_Directions_: I would like every record below transcribed exactly as it is.

_Stored data entries_:
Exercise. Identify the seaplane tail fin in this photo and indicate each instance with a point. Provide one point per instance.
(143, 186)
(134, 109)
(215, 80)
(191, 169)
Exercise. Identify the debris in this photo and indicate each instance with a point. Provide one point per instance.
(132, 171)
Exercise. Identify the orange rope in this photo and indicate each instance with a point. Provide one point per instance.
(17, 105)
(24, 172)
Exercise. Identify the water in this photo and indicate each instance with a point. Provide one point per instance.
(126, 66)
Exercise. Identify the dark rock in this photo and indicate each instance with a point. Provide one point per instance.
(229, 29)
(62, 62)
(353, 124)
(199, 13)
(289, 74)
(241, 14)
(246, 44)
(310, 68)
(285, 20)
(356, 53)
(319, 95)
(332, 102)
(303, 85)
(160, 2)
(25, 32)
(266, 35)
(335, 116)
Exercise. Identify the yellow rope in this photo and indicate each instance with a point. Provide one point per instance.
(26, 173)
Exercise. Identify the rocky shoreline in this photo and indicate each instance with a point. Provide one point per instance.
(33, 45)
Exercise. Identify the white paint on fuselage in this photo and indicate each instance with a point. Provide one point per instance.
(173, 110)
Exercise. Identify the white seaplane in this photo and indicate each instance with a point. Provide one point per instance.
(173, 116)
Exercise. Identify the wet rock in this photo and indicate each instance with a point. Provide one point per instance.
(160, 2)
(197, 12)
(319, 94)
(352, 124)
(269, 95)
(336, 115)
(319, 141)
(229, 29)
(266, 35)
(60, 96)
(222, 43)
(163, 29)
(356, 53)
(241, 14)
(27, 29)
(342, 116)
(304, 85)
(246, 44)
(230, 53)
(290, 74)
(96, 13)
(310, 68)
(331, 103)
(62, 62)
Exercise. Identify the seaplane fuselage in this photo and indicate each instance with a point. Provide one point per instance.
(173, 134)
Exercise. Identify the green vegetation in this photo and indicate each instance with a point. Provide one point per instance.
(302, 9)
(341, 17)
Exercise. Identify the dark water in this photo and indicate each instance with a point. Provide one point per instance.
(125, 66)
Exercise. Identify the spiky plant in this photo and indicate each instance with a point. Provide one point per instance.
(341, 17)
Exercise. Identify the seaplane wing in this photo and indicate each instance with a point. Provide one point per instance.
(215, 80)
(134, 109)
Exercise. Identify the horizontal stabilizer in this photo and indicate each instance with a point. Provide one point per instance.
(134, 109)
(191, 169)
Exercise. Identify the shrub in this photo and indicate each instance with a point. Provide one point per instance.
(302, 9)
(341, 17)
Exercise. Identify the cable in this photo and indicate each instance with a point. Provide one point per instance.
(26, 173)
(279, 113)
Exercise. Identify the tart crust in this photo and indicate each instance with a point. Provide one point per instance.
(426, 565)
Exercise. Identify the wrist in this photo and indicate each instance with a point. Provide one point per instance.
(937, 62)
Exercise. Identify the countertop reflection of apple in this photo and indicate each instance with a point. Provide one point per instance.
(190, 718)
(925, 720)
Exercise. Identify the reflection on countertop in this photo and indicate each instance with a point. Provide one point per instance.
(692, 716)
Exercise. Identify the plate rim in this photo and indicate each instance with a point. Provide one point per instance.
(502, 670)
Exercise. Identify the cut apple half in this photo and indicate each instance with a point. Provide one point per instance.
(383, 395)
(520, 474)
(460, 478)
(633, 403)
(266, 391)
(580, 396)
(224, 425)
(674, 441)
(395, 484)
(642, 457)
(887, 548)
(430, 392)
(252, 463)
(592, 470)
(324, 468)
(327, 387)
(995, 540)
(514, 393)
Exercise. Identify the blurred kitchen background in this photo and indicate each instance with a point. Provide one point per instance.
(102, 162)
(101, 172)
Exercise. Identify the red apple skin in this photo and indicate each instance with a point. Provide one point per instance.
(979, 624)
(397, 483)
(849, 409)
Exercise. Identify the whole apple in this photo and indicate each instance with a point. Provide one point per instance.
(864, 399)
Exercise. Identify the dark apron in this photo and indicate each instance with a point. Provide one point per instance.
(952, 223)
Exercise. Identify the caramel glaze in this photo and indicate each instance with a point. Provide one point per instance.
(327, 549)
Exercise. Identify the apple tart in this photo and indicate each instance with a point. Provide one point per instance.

_Written response_:
Exercise. Identify the seaplane tail fin in this photo and indicate each instance with a point. Provide one point per instance.
(143, 186)
(134, 109)
(215, 80)
(191, 169)
Exercise. Identify the debris in this photo and indicate each instance with a point. Provide one point per instance.
(132, 171)
Exercise. Identify the orange rope in this photo and indicate each instance with a point. Provide one point per instance.
(17, 105)
(24, 172)
Exercise. Identify the water in this photo and indicate each instance with a point. Provide one point per instance.
(126, 66)
Exercise. Identify the dark rock in this photo and indicate each instance with a point. Provide one point per instance.
(229, 29)
(62, 62)
(353, 124)
(199, 13)
(289, 74)
(241, 14)
(246, 44)
(310, 68)
(285, 20)
(356, 53)
(319, 95)
(332, 102)
(303, 85)
(160, 2)
(25, 32)
(266, 35)
(335, 116)
Exercise. Identify the yellow rope in this photo and indicate each instance with a point. Provide one point per instance.
(26, 173)
Exercise. Identify the rocky shoreline in this photo and indicate each instance with a point. Provide one point per instance.
(33, 45)
Exercise. Identify the white paint on fuselage in this photo and indicate each instance with a point. Provide one point per instance.
(173, 110)
Exercise. Identify the white seaplane in this photo and indicate each instance with a point. Provide one point per instance.
(173, 116)
Exercise. Identify the wet rock in this photo and indicate each instance with a point. Provide one point per instance.
(160, 2)
(197, 12)
(319, 94)
(352, 124)
(269, 95)
(336, 115)
(319, 141)
(229, 29)
(266, 35)
(60, 96)
(222, 43)
(163, 29)
(356, 53)
(241, 14)
(27, 29)
(342, 116)
(304, 85)
(246, 44)
(230, 53)
(290, 74)
(96, 13)
(310, 68)
(331, 103)
(62, 62)
Exercise. Identify the seaplane fuselage in this photo and indicate each instance with a point. Provide one point per instance.
(173, 134)
Exercise. Identify the green vegetation in this photo and indicate each instance with a point. Provide one point per instance.
(302, 9)
(341, 17)
Exercise. Identify the dark water in this photo and indicate each instance with a point. Provide one point per instance.
(125, 66)
Exercise. Identify the spiky plant in this photo and indicate each instance with a point. Provide one point per instance.
(341, 17)
Exercise. Identify the seaplane wing in this photo and indicate each instance with a point. Provide one point per instance.
(215, 80)
(134, 109)
Exercise. Identify the horizontal stabilizer in this photo and indicate each instance with a point. Provide one point per instance.
(134, 109)
(191, 169)
Exercise. Identify the shrub in this photo and indicate each instance with a point. Provide one point per instance.
(302, 9)
(341, 17)
Exercise. Identify the cable in this photo and indicate each instance with a point. Provide one point per instance.
(26, 173)
(279, 113)
Exercise. Identify the tart crust in this photo and indicate each instance with a point. Provide one point per instance.
(426, 565)
Exercise. Identify the wrist in this photo and indicate each instance with a point. Provide one point per instance.
(937, 62)
Exercise. Identify the countertop reflection of apple in this photo and indicate each instance with a point. Provide one point per instance.
(190, 718)
(925, 720)
Exercise. Identify the reflection on countertop in this photo and indicate each instance with a point. Provide one point per instance.
(692, 716)
Exercise. Identify the plate rim in this photo and indicate each instance with a point. Provide one point per instance.
(502, 670)
Exercise. Identify the cut apple half in this photo and indicate each instance with a point. Provide one point per instance.
(383, 395)
(520, 474)
(460, 478)
(633, 403)
(266, 391)
(580, 396)
(224, 425)
(674, 441)
(395, 484)
(642, 457)
(887, 548)
(430, 392)
(252, 463)
(592, 470)
(324, 468)
(327, 387)
(995, 540)
(514, 393)
Exercise. Identify the blurred kitchen background in this photo and indicate each instance with a point. Provide one point per instance.
(102, 162)
(101, 172)
Exercise. Identify the red apple skin in this photo and indicate each instance with a point. Provide one point per instance.
(979, 624)
(397, 483)
(849, 409)
Exercise. Identify the whole apple in this photo and indicate each instance with a point. Provide one point per instance.
(864, 399)
Exercise. Identify the dark apron in this photo and indicate each instance with a point. Provide one point per instance.
(952, 223)
Exercise. Identify the caramel glaze in this photo and indicate each instance with a point. Provide one point per instance.
(327, 549)
Exercise. Identify the apple tart in this photo and indicate each instance with a point. Provide one point per instance.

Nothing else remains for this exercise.